— start MATERIAL SHOWN —

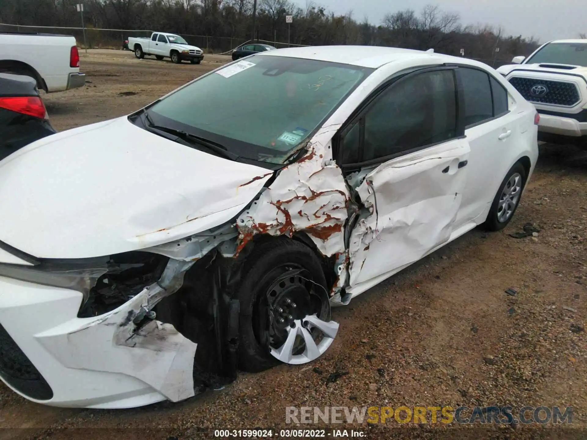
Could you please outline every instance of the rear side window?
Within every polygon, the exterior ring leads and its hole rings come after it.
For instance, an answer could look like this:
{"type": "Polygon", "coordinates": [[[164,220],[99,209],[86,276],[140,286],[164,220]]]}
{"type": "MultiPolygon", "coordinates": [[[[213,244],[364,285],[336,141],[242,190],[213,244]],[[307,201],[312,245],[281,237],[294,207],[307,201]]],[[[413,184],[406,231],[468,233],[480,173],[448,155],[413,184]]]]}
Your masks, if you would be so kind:
{"type": "Polygon", "coordinates": [[[465,126],[493,117],[489,75],[476,69],[459,68],[465,101],[465,126]]]}
{"type": "Polygon", "coordinates": [[[508,111],[508,92],[492,76],[489,77],[493,97],[493,116],[500,116],[508,111]]]}
{"type": "Polygon", "coordinates": [[[363,161],[454,137],[456,103],[451,70],[400,79],[383,93],[364,116],[363,161]]]}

— end MATERIAL SHOWN —

• **EXERCISE DESCRIPTION**:
From the items above, collect each line that contains the word "every", and copy those lines unchanged.

• **EXERCISE ANSWER**:
Could you please outline every instance of the rear side window?
Within every polygon, the exterior ring leads and its hole rings come after it.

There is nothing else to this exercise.